### [EXTRACT]
----
United States District Court, N.D. Illinois, Eastern Division

September 13, 2016

DaJuan Key (#43357-424), Plaintiff,
v.
Romeoville Police Department, et al., Defendants.

          MEMORANDUM OPINION AND ORDER

          John Robert Blakey United States District Judge.

         Plaintiff DaJuan Key, a federal inmate currently confined at Livingston County Jail, brought this pro se civil rights action under 42 U.S.C. §1983, claiming that his motel room and vehicle were illegally searched in September 2013. This matter is now before the Court on Defendants' motion to dismiss Plaintiff's complaint [12]. For the reasons explained below, the motion is denied.

         Defendants have moved to dismiss on four grounds for dismissal: (1) expiration of the statute of limitations; (2) collateral estoppel; (3) qualified immunity; and (4) lack of personal involvement by Defendant Ferdinardo. The motion to dismiss is denied with respect to the statute of limitations. The complaint is not untimely on its face. The remainder of the motion is denied without prejudice. Rather than decide the remaining issues on the merits at this time, the Court on its own motion hereby further stays this case pending entry of final judgment by the district court of the ongoing federal criminal proceedings in Case No. 13-CR-726 (N.D. Ill.). Defendants may renew these arguments when the stay is lifted. Plaintiff is directed to file a status report concerning the progress of the criminal prosecution by November 30, 2016.

         Factual Background

         Plaintiff's complaint alleges as follows. He was staying at a Super 8 Motel in Romeoville, Illinois on September 10, 2013. On that date, Defendant Ferdinardo, a commander in the Romeoville Police Department, received a telephone call from a woman stating that she was driving to the motel to pick up her 15 year old daughter, who had traveled there from Wisconsin with two men. The woman allegedly told Ferdinardo that her daughter was no longer inside the motel room because the men had “put her out”, and the woman wanted to know if the neighborhood was safe enough for her daughter to walk to a police station. Ferdinardo then instructed Defendant Masterson, a sergeant with the Romeoville police, to try and make contact with the 15-year-old girl. Masterson, in turn, sent Romeoville police officers Truhlar and Legner to the Super 8 Motel.

         The officers allegedly saw a car with a Wisconsin license plate in the parking lot of the motel. They then spoke with a motel clerk, who told them that there was a man with a Wisconsin driver's license - whom the clerk identified as Plaintiff - renting a room at the motel. The two officers then entered his motel room through the cracked-open door without announcing themselves. When the officers entered the room, Plaintiff was lying on one bed and a woman, Dache Crayton, was on a second bed. They asked Plaintiff about the girl; he said he did not know who they were talking about. The officers then began searching the room and looking in drawers. They placed Plaintiff in handcuffs and then found and searched his cell phone and tablet. They also found the keys to Plaintiff's car, and asked him about it. He told them that it had been rented for him. The officers then received consent from Crayton to search the car. Plaintiff alleges that Crayton did not have the authority to provide such consent, and did so without Plaintiff's knowledge. Plaintiff also alleges that, in his currently pending federal criminal case in this district (Case No. 13-CR-726), he moved to suppress the evidence seized in these searches, and the district judge conducted an evidentiary hearing to address his motion to suppress the evidence seized in these searches.
----
### [ITEMS]
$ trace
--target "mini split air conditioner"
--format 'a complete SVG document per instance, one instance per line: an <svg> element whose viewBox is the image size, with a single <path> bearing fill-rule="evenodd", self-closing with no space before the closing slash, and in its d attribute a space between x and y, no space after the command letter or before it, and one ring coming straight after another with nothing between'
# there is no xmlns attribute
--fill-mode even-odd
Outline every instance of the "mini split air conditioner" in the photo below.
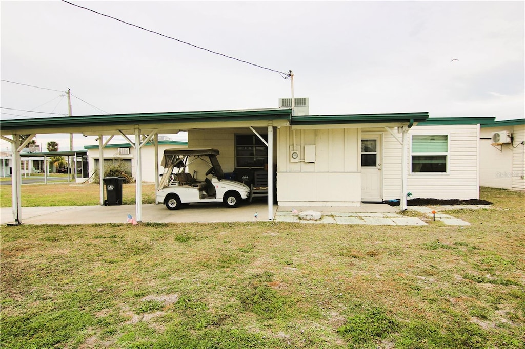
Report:
<svg viewBox="0 0 525 349"><path fill-rule="evenodd" d="M119 148L119 155L129 155L129 154L130 154L129 148Z"/></svg>
<svg viewBox="0 0 525 349"><path fill-rule="evenodd" d="M508 131L492 132L490 138L492 139L492 144L503 144L511 142L510 133Z"/></svg>

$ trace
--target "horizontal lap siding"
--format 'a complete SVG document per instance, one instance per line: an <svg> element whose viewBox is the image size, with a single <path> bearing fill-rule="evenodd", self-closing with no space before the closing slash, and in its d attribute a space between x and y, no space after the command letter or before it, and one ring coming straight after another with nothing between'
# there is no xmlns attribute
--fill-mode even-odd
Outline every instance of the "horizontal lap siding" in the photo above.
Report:
<svg viewBox="0 0 525 349"><path fill-rule="evenodd" d="M416 126L408 132L407 154L408 199L477 199L478 183L478 125ZM402 135L395 134L401 139ZM447 173L411 173L411 140L414 135L447 135ZM397 199L401 190L401 145L384 133L383 193L385 200Z"/></svg>
<svg viewBox="0 0 525 349"><path fill-rule="evenodd" d="M448 135L447 173L410 173L412 198L478 199L477 125L416 126L413 135ZM410 172L409 172L409 173Z"/></svg>
<svg viewBox="0 0 525 349"><path fill-rule="evenodd" d="M479 185L482 187L511 189L513 149L506 146L492 146L493 132L511 131L508 127L487 127L481 129L479 140ZM507 174L509 174L507 176Z"/></svg>

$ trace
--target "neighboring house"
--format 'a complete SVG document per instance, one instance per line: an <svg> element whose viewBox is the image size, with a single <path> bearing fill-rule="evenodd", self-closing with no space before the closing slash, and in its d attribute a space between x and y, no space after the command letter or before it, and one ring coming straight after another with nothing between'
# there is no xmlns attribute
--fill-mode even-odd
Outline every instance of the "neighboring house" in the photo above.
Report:
<svg viewBox="0 0 525 349"><path fill-rule="evenodd" d="M22 156L20 161L20 169L22 176L44 172L44 160L37 156L32 156L40 148L37 148L38 146L32 145L33 146L30 148L25 148L20 152ZM0 151L0 177L8 177L11 176L12 162L10 152Z"/></svg>
<svg viewBox="0 0 525 349"><path fill-rule="evenodd" d="M0 151L0 177L9 177L11 176L11 153Z"/></svg>
<svg viewBox="0 0 525 349"><path fill-rule="evenodd" d="M186 148L187 143L174 140L159 141L159 159L162 158L162 154L164 149L171 148ZM89 159L89 175L93 174L93 171L99 168L99 146L85 146L84 148L88 151ZM142 181L145 182L155 182L155 163L154 163L154 147L151 143L147 143L142 148ZM135 162L133 161L135 158L135 150L129 143L120 144L108 144L103 148L104 165L106 168L107 166L115 165L119 162L125 164L128 169L131 172L132 176L135 178L136 176L136 167ZM159 161L160 161L159 160ZM162 173L164 170L159 167L159 172Z"/></svg>
<svg viewBox="0 0 525 349"><path fill-rule="evenodd" d="M480 185L525 191L525 119L482 125L480 138Z"/></svg>

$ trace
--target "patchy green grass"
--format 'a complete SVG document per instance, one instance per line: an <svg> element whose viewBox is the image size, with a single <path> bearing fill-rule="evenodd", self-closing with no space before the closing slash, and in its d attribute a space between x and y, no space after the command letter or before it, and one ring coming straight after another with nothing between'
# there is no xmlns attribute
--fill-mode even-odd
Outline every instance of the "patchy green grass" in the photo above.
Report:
----
### [ACTIONS TO TAKE]
a) Does each of these statements agree with the memorandum opinion? Answer yes or no for each and quote the deciding words. (i) The Court granted Defendants' motion to dismiss. (ii) Plaintiff was staying at a Super 8 Motel in Romeoville on September 10, 2013. (iii) The officers announced themselves before entering Plaintiff's motel room.
b) In the memorandum opinion, by what date must Plaintiff file a status report on the progress of the criminal prosecution?
c) Continue the memorandum opinion, starting after its final sentence.

### [ANSWERS TO THE EXERCISE]
a)
(i) No: "For the reasons explained below, the motion is denied."
(ii) Yes: "He was staying at a Super 8 Motel in Romeoville, Illinois on September 10, 2013."
(iii) No: "The two officers then entered his motel room through the cracked-open door without announcing themselves."

b) By November 30, 2016.

c)
         Plaintiff's Criminal Case

         Upon review of the docket in Case 13-CR-726, this Court takes judicial notice that a federal grand jury charged Plaintiff with transporting a minor in interstate commerce with the intent that the minor engage in prostitution in violation of 18 U.S.C. § 2423(a), that an evidentiary hearing was held on October 13, 2015 on Plaintiff's motion to suppress, and that the court thereafter ruled on the motion in a written opinion on December 30, 2015. See Henson v. CSC Credit Services, 292 F.3d 280, 284 (7th Cir. 1994) (courts may take judicial notice of matters of public record, including the other court's dockets). The court granted the motion in part with respect to evidence seized in the motel room and denied the motion in full with respect to items seized in the car. See United States v. Key, No. 13 CR 726 [99]. On February 11, 2016, a jury found Plaintiff guilty of transporting a minor across state lines with the intent that the minor engage in prostitution. Plaintiff has filed post-trial motions for acquittal and a new trial, including a supplemental motion on August 31, 2016, that challenges the court's suppression rulings in particular. See Id. [170], [210]. The district judge presiding over the criminal case has not yet ruled on those motions, and the government's response to the supplemental motion is due on September 15, 2016. Id. [213]. Plaintiff's sentencing is scheduled for November 9, 2016. Id. [197].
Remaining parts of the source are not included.